▸ **閱讀短文**:
>>>

我今天想到了一個想法,作者或者說寫手,就像制造玩偶的人,寫出的東西,就像被制造的玩偶。
這些個玩偶,如果一般人都能從玩偶身上理解作者的感情,那這個作者一定是偉大的。
假如玩偶模糊不清,但能窺見一些更高的思想或者是境界,那這個作者恐怕更加厲害。
我剛剛見了一位作家,在自己小說里寫了三遍“蹩腳的文字”,他的話使我更加自慚形穢了。
沒什么嫉妒,沒什么難過,只是羞愧,自己連一直以來放棄所有只留下的文字都不能使用好,這是多么廢物的寫手。
那位偉大的作家,雖然沾了不好的東西,但他因為那些才得以成就自我。
那我呢?我靠什么成就呢?
我是只能在低洼的水丘里翻滾著的咸魚么?還是只能在被海浪拍打到陸地上,翻身和呼吸都一齊做不到的蠢魚?
人類離開了水和食物就無法活著,這是造物主多么慈悲的象征,他給了人類自私自大以及丑惡狡猾的嘴臉,又用犧牲別的生物才能供養的規則限制住。
一些人渾然不知自己已然是罪人,活著就是罪,還肆意揮霍僅存的壽命,不知任何敬畏。我看那些流浪的貓兒狗兒要比這些難看的人類好的多了。

<<<

▸ **存檔資料**:
>>>

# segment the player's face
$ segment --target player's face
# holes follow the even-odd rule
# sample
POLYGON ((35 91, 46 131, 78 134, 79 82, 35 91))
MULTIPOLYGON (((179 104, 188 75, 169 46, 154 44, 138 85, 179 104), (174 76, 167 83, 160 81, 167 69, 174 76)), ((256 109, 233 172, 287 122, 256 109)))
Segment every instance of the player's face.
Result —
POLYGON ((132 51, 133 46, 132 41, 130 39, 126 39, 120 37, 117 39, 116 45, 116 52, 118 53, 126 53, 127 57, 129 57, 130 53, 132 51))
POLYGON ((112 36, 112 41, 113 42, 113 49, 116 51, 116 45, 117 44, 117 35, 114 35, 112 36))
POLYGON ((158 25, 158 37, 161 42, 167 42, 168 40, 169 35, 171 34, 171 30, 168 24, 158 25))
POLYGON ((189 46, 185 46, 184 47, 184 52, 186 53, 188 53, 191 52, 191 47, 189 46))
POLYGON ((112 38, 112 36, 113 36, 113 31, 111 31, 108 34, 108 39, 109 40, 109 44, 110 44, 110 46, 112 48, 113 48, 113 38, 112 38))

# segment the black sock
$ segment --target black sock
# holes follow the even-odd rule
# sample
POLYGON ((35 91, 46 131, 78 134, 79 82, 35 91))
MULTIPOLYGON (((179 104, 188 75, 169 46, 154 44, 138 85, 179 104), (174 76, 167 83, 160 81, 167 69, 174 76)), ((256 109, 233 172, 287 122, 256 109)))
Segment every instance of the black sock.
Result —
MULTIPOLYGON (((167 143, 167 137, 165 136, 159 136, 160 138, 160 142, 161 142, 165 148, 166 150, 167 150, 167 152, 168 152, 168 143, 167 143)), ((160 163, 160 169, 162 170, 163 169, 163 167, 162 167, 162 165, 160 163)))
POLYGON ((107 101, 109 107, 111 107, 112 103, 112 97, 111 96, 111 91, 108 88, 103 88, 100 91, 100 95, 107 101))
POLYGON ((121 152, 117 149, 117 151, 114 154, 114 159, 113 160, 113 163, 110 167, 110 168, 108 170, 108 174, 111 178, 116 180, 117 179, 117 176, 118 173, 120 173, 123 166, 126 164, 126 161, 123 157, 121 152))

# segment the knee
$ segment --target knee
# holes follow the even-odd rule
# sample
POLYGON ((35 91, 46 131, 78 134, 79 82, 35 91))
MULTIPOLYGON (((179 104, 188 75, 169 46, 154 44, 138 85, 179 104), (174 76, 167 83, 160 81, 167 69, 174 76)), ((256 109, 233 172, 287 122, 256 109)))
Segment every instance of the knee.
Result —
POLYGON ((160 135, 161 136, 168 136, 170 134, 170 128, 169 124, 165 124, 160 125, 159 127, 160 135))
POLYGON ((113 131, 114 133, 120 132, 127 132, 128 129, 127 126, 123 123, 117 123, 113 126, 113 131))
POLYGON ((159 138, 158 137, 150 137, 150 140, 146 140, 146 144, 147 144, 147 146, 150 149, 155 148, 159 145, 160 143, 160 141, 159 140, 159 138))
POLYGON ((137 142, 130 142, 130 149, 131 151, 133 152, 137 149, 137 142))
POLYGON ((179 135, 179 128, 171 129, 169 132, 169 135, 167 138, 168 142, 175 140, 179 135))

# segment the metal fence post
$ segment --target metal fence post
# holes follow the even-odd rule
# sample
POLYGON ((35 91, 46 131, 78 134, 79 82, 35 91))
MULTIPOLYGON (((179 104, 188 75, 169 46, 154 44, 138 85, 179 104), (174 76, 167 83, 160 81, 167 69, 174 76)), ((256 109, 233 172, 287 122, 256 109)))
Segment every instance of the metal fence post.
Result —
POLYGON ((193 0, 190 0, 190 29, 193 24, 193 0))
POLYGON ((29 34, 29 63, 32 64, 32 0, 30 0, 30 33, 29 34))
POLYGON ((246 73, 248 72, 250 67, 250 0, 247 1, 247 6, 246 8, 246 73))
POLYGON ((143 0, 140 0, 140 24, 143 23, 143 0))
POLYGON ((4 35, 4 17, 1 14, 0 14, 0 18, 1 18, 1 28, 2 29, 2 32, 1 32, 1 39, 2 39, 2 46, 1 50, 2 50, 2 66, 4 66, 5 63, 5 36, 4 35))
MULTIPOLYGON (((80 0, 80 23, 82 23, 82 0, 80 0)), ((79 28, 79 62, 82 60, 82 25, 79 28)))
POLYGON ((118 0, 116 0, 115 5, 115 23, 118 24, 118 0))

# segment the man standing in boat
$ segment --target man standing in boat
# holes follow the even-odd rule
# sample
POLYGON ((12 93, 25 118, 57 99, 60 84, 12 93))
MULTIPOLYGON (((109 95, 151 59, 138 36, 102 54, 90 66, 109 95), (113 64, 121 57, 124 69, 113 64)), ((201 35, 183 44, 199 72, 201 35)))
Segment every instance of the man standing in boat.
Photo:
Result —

<<<

▸ **任務說明**:
A - 請打出短文中從“假如玩偶模糊不清,但能窺見一些更高的思想或者是境界,那這個作者恐怕更加厲害。”到“身和呼吸都一齊做不到的蠢魚?”之間的文字,首尾兩處都包括在內。
B - 根據短文回答:
(i) 作者把作者或寫手比作什麼人?
(ii) 作者剛見的那位作家在小說裡寫了幾遍“蹩腳的文字”?
(iii) 作者認為什麼比那些難看的人類好得多?
這些資料與短文彼此無關,各自獨立。

▸ **任務解答**:
A -
假如玩偶模糊不清,但能窺見一些更高的思想或者是境界,那這個作者恐怕更加厲害。
我剛剛見了一位作家,在自己小說里寫了三遍“蹩腳的文字”,他的話使我更加自慚形穢了。
沒什么嫉妒,沒什么難過,只是羞愧,自己連一直以來放棄所有只留下的文字都不能使用好,這是多么廢物的寫手。
那位偉大的作家,雖然沾了不好的東西,但他因為那些才得以成就自我。
那我呢?我靠什么成就呢?
我是只能在低洼的水丘里翻滾著的咸魚么?還是只能在被海浪拍打到陸地上,翻身和呼吸都一齊做不到的蠢魚?

B -
(i) 制造玩偶的人。
(ii) 三遍。
(iii) 那些流浪的貓兒狗兒。